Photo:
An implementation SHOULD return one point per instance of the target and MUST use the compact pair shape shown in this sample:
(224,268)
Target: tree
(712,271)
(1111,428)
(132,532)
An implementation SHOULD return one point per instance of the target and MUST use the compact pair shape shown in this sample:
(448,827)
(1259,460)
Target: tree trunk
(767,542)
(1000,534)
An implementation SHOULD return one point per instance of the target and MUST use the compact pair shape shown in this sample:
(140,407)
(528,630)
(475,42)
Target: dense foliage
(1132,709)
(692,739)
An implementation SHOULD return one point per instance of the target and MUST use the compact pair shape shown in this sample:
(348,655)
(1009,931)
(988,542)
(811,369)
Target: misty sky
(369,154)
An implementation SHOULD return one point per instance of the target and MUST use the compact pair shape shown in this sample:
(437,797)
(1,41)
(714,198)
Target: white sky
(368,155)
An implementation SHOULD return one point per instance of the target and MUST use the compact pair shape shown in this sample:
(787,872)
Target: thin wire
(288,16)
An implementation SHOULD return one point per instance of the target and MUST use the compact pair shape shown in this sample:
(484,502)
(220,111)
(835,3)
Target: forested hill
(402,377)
::::
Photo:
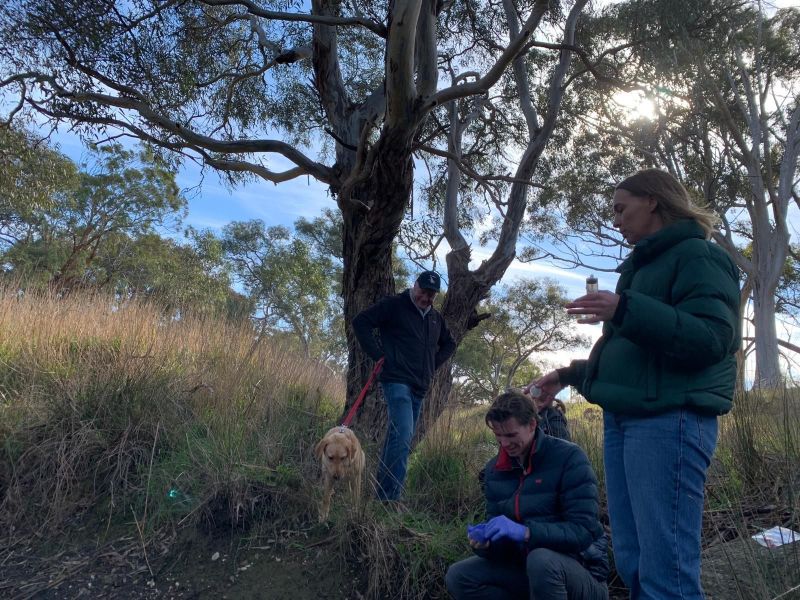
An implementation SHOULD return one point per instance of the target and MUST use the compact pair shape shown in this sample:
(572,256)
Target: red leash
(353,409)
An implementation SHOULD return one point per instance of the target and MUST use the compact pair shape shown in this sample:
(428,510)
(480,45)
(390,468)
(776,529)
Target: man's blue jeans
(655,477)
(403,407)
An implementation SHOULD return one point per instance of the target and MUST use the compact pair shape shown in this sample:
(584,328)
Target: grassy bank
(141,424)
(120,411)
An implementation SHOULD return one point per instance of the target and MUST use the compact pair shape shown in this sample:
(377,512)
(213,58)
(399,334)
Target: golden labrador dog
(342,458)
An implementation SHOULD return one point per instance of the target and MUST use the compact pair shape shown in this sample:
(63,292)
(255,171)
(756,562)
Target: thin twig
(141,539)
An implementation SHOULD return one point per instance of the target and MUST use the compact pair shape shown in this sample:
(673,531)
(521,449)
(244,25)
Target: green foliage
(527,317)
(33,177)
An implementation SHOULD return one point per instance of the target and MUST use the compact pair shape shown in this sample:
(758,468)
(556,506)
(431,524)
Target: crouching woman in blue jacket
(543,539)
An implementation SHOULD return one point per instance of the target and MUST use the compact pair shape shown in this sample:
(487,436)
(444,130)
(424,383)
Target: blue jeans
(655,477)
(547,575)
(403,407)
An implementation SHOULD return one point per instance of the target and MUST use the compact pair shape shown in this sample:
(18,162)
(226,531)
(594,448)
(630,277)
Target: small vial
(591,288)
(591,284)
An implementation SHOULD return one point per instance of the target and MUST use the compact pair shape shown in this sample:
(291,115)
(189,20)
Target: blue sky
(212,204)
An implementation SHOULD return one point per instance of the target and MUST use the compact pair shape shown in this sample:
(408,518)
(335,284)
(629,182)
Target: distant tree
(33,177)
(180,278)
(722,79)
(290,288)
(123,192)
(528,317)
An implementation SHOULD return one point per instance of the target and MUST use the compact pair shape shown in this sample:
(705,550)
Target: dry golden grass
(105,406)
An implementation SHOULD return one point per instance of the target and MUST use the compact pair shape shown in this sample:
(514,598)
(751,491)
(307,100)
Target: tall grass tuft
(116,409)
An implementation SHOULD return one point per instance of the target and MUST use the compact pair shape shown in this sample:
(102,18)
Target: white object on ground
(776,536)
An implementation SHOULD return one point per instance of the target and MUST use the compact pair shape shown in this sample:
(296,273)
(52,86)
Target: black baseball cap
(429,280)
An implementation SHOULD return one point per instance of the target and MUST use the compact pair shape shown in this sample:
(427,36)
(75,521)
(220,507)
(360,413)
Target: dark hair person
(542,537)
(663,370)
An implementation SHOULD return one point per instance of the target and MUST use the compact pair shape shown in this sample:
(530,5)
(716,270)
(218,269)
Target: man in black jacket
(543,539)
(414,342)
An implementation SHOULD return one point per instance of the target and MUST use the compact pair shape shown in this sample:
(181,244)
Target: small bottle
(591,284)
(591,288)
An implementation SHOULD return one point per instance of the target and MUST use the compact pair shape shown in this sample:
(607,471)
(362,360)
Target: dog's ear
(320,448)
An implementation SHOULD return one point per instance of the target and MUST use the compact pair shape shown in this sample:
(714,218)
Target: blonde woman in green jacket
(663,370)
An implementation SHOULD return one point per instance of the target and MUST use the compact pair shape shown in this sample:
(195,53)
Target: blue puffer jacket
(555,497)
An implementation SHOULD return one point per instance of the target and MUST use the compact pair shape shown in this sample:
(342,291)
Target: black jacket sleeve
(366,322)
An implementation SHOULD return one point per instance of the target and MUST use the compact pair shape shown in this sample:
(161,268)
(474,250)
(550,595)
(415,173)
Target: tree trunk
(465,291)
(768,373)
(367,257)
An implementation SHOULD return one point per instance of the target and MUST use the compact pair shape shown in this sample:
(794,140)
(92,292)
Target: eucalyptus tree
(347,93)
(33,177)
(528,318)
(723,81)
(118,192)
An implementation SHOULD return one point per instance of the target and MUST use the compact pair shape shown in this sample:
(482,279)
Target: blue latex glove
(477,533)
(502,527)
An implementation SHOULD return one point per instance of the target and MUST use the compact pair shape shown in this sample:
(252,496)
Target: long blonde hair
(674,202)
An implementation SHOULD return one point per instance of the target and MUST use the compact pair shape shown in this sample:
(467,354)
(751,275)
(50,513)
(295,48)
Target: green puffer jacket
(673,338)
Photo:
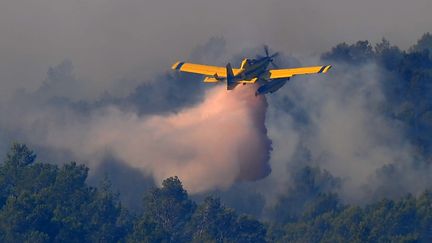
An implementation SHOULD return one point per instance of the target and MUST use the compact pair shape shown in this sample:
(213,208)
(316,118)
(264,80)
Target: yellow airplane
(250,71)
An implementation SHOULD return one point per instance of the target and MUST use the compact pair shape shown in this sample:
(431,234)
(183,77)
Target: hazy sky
::::
Tâche demandée. Relevez toutes les lignes des données où figure le mot « blonde », puis recopiez-les en entier.

Réponse.
Target: blonde woman in green jacket
Target: long blonde hair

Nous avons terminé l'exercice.